*Arbeitsaufträge:*
A. Fassen Sie den Absatz des Textes über Wildpflanzen, der mit „Die von Unwissenden“ beginnt, als Stichpunktliste zusammen.
B. Greifen Sie den Text über Wildpflanzen an seinem Ende auf und führen Sie ihn weiter.

::: Textauszug :::

Wald und Feld liefern dem, der sich auskennt, unglaublich viele Pflanzen, die sich zu den verschiedensten Zwecken verwenden lassen.
Nicht nur aus Besenginster lassen sich wie der Name schon sagt, Besen machen, sondern auch aus Birkenzweigen. Grobe Schneebesen kann man aus Schwarzdorn-, also Schlehenzweigen herstellen wie mir einmal ein älterer Ungarndeutscher verriet, den ich bei einem Reviergang traf, als er sich just zu diesem Zweck solche Zweige schnitt. Das ist übrigens genauso wie Blumenpflücken, Beerensammeln und so weiter erlaubt, denn die Entnahme solcher Dinge in haushaltsüblichen Mengen ist Bestandteil des Betretungsrechtes, das jedermann in Wald und Feld zusteht soweit man dabei nichts beschädigt.
Die von Unwissenden als übles „Unkraut“ angesehene Brennnessel dient zu weit mehr als nur zum Essen und Tee kochen: Brennnesselbrühe und Brennnesseljauche verwendet man im Garten und aus den Fasern der lassen sich sogar Textilien herstellen, die wie Hanfstoffe sehr fein und trotzdem haltbar sein können. Auch zu Schnüren und Netzen fanden die Fasern der Brennnessel früher Verwendung. Heute gehört die Herstellung von Schnüren aus diesen Fasern zu den fortgeschrittenen Survival-Künsten.
Spannendes Feld zum Entdecken und Experimentieren
Aus Wildpflanzen lassen sich also die tollsten Dinge machen – und das auch noch in aller Regel mit einfachen Mitteln. Bastler kommen genauso auf ihre Kosten wie Hobbyköche und Leute, die gesund leben und schön sein wollen. Manches ist eine Spielerei wie zum Beispiel das Weidenpfeifchen, das man am Badesee oder beim Picknick schnitzt, manches hat sogar praktischen Nutzen, wie zum Beispiel der selbst gemachte Besen.

::: Datensätze :::

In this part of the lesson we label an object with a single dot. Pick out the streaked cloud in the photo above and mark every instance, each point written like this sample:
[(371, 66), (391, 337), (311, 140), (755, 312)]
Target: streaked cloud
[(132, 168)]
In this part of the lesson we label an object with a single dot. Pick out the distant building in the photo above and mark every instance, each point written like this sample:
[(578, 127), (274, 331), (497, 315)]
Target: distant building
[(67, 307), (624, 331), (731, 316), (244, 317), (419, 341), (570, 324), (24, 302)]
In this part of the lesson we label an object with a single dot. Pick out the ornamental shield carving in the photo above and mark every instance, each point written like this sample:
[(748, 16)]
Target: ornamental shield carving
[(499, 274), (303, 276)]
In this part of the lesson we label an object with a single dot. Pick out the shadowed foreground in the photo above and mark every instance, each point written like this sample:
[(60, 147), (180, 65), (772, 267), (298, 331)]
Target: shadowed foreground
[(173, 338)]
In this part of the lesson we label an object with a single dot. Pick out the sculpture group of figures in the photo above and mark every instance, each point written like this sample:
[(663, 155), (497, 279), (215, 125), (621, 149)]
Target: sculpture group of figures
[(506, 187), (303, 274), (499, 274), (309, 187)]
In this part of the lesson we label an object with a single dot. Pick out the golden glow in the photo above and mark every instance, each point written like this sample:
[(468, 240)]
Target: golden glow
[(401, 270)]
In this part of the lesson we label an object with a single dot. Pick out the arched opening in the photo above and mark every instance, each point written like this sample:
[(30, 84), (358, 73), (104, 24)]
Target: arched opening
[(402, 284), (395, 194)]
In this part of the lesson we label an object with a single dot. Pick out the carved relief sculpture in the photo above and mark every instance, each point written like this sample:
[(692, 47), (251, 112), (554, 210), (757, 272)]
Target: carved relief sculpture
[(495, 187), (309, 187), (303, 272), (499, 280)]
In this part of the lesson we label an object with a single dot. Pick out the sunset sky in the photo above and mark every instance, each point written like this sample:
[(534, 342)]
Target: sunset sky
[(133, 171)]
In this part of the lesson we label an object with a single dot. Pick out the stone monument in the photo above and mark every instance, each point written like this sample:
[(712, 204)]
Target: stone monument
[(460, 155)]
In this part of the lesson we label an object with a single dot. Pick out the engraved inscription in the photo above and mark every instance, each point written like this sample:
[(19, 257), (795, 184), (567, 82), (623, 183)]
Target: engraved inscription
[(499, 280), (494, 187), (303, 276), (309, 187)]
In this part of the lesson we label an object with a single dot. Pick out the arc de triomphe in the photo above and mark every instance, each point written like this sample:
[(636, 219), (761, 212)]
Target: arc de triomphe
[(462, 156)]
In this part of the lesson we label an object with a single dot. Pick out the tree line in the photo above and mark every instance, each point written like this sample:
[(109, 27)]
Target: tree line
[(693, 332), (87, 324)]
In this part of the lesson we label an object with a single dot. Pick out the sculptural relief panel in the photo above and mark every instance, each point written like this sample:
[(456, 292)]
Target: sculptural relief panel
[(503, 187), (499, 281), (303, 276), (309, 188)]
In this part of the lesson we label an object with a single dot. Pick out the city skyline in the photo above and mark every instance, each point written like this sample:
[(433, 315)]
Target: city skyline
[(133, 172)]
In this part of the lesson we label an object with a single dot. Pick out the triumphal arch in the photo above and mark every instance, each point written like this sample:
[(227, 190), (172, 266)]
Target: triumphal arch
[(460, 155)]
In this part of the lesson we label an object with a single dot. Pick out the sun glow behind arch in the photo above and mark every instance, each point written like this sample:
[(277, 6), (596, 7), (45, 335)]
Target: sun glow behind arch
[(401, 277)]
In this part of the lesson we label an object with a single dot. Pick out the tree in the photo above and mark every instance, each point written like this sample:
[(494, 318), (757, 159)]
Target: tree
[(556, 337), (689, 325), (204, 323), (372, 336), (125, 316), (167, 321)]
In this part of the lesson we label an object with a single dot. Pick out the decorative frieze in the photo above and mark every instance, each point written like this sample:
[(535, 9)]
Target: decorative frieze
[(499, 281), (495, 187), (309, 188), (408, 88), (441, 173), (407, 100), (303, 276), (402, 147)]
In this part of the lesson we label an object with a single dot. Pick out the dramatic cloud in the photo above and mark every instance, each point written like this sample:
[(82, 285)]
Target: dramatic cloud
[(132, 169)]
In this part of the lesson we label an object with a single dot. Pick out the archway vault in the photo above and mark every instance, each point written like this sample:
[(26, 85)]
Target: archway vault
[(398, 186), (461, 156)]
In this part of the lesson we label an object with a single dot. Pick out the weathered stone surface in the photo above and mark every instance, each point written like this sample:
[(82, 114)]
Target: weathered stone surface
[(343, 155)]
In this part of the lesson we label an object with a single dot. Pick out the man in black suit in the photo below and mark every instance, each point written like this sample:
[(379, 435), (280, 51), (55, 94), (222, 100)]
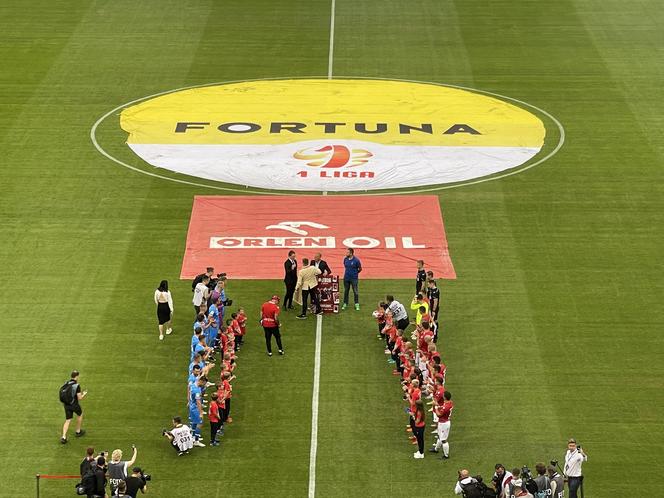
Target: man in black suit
[(290, 279), (321, 265)]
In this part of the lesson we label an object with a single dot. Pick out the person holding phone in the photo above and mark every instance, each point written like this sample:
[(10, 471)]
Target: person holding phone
[(70, 397)]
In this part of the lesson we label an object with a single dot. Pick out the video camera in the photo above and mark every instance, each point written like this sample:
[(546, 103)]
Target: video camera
[(526, 474)]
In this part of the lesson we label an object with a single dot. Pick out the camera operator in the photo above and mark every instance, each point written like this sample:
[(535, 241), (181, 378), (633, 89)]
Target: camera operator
[(93, 481), (501, 479), (517, 486), (137, 480), (180, 436), (542, 480), (557, 481), (574, 458), (464, 480), (121, 492), (88, 462), (117, 469)]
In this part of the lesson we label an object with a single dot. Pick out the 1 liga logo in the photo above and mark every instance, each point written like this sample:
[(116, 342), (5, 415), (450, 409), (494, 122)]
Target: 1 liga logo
[(334, 135), (335, 156)]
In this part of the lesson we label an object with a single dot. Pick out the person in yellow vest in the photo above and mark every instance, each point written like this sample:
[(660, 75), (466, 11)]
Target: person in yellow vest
[(418, 303)]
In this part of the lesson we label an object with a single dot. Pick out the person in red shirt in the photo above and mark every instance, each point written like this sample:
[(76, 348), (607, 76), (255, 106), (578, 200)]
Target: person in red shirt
[(379, 315), (227, 392), (397, 349), (390, 332), (413, 394), (234, 327), (215, 419), (242, 322), (420, 423), (270, 324), (444, 413)]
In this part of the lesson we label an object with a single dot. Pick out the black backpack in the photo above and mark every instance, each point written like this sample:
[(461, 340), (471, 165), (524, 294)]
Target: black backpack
[(477, 489), (68, 392), (532, 487)]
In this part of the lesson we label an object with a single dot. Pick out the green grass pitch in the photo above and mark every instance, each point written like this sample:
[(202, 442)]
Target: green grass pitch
[(552, 329)]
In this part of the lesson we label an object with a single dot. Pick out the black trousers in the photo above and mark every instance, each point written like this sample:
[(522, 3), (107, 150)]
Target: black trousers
[(226, 411), (290, 290), (269, 332), (214, 428), (574, 484), (314, 299), (419, 434)]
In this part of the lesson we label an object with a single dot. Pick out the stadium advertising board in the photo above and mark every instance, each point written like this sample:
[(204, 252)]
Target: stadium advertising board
[(249, 237)]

:::

*Lösungen:*
A.
- Unwissende halten die Brennnessel für Unkraut, doch sie dient nicht nur zum Essen und Teekochen.
- Im Garten verwendet man Brennnesselbrühe und Brennnesseljauche.
- Aus ihren Fasern lassen sich Textilien herstellen, die wie Hanfstoffe sehr fein und dennoch haltbar sein können.
- Früher nutzte man die Fasern auch für Schnüre und Netze.
- Heute zählt das Herstellen von Schnüren aus diesen Fasern zu den fortgeschrittenen Survival-Künsten.

B.
Warum nicht einen Sichtschutz aus gepaltenen Haselruten selbst flechten, anstatt eine billige, chemisch imprägnierte Flechtwand im Baumarkt zu kaufen? Warum nicht für den Bauerngarten einen stilechten Zaun, ebenfalls aus Haselruten, bauen?
Brennnesselspinat schmeckt köstlich, ist nahrhaft und gesund. Löwenzahnsalat ist für den, der ihn nicht gewohnt ist, etwas streng im Geschmack, dafür knackig und vitaminreich. Giersch passt wie wiederum auch die Brennnessel gut in Rührrei oder Kräuterreis.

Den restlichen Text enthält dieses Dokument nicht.